I often note that I use the Slog not to explain stuff to you, but to myself. I can see now that what I've been doing all along is framing my framing. It's not intellectual philosophy, it's extremely practical. It's everything.


Display Name said...

Another great post Jim. The heat is making me crazy and gutsy. I cannot believe when I was pulling into Frankenfield's today the man himself this kindly older mennonite farmer happened to be carrying a load of fresh cantalopes from the field. I told him I simply could not resist I always wanted to tell a guy Nice Melons! He chuckled. Ice cream used to be more practical. My mom spent her summers as a child in Stone Harbor NJ and the whole family had ice cream every night to cool off. I used to stop at Rita's water ice on the way back from the post office and there were these two ninety plus degrees days. That water ice was transformative. The next day it was only in the eighties and I was puzzled that the water ice was good but not incredible. Well, duh.

Anonymous coward said...

I try to eat small amounts of really tasty dessert and then eat the bulk in healthy food. Try is the operative word. Often, the dessert is so mmmmmmm I can't stop eating it. I just got a brownie mix from Aldi for less than a dollar, I added in some left over chocolate chips, and it is awesome. I've spent $3-$6 on a mix that wasn't so good at some uppity place similar to Whole Foods called Fresh Market, btw Whole Foods also sells this.

Why oh why is the brownie mix at Aldi better than the one at Whole Foods? Here's an example of one mix that is expensive and not that great.

Richard Stanford said...

I love it. When I decided to lose weight (ultimately about 75b), I wanted to keep things simple so I only had two "rules" when it came to food - I ate out a lot, eating in these don't really apply.

1) No "free" food. Anything they bring you before you order is off-limits (except during the meal itself).
2) The meal ends with the entree. After the last bite of enchilada (or whatever), you're done. By all means eat rice, beans, chips, etc during that time but when the entree is over, so is the meal.

Between them they probably knocked 50% off the total calorie count of Italian and Mexican meals, my two most common cuisines. And you know what? I wasn't ever hungry afterwards either. Your "Do I want to eat more?" question reminded me immediately of the second rule. I like yours too btw - they'd work well together.

**Your task**
In the comment thread, where did the mother of the commenter who mentions Frankenfield's spend her summers as a child?

**Dataset**

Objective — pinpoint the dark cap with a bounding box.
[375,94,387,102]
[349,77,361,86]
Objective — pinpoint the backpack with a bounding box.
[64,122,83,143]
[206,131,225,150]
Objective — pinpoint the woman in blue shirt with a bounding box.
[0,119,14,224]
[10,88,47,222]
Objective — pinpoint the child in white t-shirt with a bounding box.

**Output of the task**
Stone Harbor, NJ